Stored items:

⁂

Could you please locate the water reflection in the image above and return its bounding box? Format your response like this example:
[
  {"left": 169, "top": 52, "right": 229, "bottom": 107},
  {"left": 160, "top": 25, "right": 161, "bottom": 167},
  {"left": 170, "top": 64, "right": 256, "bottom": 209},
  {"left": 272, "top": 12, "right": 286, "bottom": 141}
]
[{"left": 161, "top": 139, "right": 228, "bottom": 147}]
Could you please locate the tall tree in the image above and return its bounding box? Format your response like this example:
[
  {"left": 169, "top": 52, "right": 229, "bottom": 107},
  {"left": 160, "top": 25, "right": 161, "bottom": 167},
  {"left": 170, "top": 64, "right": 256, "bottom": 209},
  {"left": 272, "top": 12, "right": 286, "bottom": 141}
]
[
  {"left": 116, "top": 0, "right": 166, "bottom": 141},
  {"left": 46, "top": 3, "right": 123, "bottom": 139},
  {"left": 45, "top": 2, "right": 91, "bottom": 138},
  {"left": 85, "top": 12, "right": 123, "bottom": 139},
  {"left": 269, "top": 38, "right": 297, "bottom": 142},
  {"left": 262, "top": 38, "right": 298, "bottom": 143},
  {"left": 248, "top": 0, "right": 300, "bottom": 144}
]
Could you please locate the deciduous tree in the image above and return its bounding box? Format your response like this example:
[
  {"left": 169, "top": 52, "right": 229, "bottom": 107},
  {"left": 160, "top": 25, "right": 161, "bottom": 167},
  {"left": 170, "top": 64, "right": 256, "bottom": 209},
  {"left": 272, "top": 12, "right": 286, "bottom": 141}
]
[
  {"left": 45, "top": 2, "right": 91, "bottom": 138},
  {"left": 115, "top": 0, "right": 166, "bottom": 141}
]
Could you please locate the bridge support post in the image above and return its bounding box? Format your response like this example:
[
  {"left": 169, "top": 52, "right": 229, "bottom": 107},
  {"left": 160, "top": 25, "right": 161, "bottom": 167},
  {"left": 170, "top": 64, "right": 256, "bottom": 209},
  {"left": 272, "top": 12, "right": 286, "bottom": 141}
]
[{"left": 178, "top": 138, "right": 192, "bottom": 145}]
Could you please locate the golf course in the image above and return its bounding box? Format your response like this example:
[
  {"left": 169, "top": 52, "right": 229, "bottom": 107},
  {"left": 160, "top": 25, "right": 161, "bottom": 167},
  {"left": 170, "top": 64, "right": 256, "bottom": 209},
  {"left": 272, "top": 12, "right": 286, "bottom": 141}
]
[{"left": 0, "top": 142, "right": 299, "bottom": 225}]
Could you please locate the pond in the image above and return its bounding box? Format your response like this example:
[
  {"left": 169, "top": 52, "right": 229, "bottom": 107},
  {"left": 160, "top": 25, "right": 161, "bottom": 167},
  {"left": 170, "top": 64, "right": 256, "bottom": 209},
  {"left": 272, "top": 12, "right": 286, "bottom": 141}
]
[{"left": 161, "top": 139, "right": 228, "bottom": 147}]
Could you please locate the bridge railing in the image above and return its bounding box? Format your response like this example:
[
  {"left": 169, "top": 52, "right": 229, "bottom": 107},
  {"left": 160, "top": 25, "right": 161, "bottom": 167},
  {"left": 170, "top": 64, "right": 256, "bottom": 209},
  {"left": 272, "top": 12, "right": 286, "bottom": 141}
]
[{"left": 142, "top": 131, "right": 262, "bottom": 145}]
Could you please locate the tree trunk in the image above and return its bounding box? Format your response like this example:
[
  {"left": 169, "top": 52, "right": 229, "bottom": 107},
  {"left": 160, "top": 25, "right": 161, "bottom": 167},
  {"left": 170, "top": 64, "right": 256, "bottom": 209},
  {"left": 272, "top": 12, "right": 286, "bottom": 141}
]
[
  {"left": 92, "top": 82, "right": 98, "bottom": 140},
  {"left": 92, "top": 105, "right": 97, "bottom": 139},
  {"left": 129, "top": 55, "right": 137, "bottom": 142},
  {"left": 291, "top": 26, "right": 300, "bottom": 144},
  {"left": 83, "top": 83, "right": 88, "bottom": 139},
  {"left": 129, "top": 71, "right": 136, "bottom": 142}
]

⁂

> PROBLEM DETAILS
Each entry above is to be quoted exactly.

> YOUR SOLUTION
Could you please locate the water reflection in the image above and return its bounding box? Format your response like this example:
[
  {"left": 169, "top": 52, "right": 229, "bottom": 107},
  {"left": 160, "top": 25, "right": 161, "bottom": 167},
  {"left": 170, "top": 64, "right": 256, "bottom": 209},
  {"left": 272, "top": 12, "right": 286, "bottom": 141}
]
[{"left": 161, "top": 139, "right": 228, "bottom": 147}]
Could you please locate the tall tree in the image above and return its bounding box? Format your response like this example:
[
  {"left": 169, "top": 52, "right": 229, "bottom": 107},
  {"left": 160, "top": 25, "right": 161, "bottom": 167},
  {"left": 170, "top": 64, "right": 256, "bottom": 209},
  {"left": 272, "top": 12, "right": 286, "bottom": 141}
]
[
  {"left": 116, "top": 0, "right": 166, "bottom": 141},
  {"left": 46, "top": 3, "right": 123, "bottom": 139},
  {"left": 45, "top": 2, "right": 91, "bottom": 138},
  {"left": 85, "top": 12, "right": 123, "bottom": 139},
  {"left": 269, "top": 38, "right": 297, "bottom": 142},
  {"left": 262, "top": 38, "right": 298, "bottom": 143},
  {"left": 248, "top": 0, "right": 300, "bottom": 144}
]
Could you please locate the deciduous tree in the image above and return its bounding box? Format your response like this example:
[
  {"left": 169, "top": 52, "right": 229, "bottom": 107},
  {"left": 160, "top": 25, "right": 161, "bottom": 167},
  {"left": 170, "top": 64, "right": 256, "bottom": 209},
  {"left": 272, "top": 12, "right": 286, "bottom": 141}
]
[
  {"left": 45, "top": 2, "right": 91, "bottom": 138},
  {"left": 115, "top": 0, "right": 166, "bottom": 141}
]
Could you please locate the bridge support post in the image above and return its bounding box? Format your response like this example:
[
  {"left": 169, "top": 52, "right": 229, "bottom": 107},
  {"left": 160, "top": 25, "right": 161, "bottom": 167},
  {"left": 170, "top": 64, "right": 256, "bottom": 209},
  {"left": 272, "top": 12, "right": 286, "bottom": 141}
]
[{"left": 178, "top": 138, "right": 192, "bottom": 145}]
Could you please locate the golf course in the image above and return its bounding box? Format your response like this example:
[
  {"left": 169, "top": 52, "right": 229, "bottom": 107},
  {"left": 160, "top": 25, "right": 161, "bottom": 167},
  {"left": 170, "top": 64, "right": 256, "bottom": 209},
  {"left": 272, "top": 12, "right": 286, "bottom": 141}
]
[{"left": 0, "top": 142, "right": 299, "bottom": 225}]
Could you please locate the pond in the image above and return its bounding box? Format your response like this example:
[
  {"left": 169, "top": 52, "right": 229, "bottom": 107},
  {"left": 160, "top": 25, "right": 161, "bottom": 167},
  {"left": 170, "top": 64, "right": 256, "bottom": 209},
  {"left": 272, "top": 12, "right": 286, "bottom": 141}
]
[{"left": 161, "top": 139, "right": 228, "bottom": 147}]
Could you please locate the bridge railing in the image above and return its bounding box? Format your response like this example:
[
  {"left": 169, "top": 52, "right": 229, "bottom": 107},
  {"left": 160, "top": 25, "right": 161, "bottom": 167},
  {"left": 170, "top": 64, "right": 256, "bottom": 209},
  {"left": 272, "top": 12, "right": 286, "bottom": 141}
]
[{"left": 142, "top": 131, "right": 262, "bottom": 145}]
Could you please locate the tree trunk in the image above and return its bounding box? Format your response like this example:
[
  {"left": 169, "top": 52, "right": 229, "bottom": 107},
  {"left": 160, "top": 25, "right": 161, "bottom": 167},
  {"left": 170, "top": 64, "right": 256, "bottom": 209},
  {"left": 272, "top": 12, "right": 286, "bottom": 141}
]
[
  {"left": 92, "top": 82, "right": 98, "bottom": 140},
  {"left": 92, "top": 105, "right": 97, "bottom": 139},
  {"left": 129, "top": 55, "right": 137, "bottom": 142},
  {"left": 291, "top": 26, "right": 300, "bottom": 144},
  {"left": 83, "top": 83, "right": 88, "bottom": 139},
  {"left": 129, "top": 71, "right": 136, "bottom": 142}
]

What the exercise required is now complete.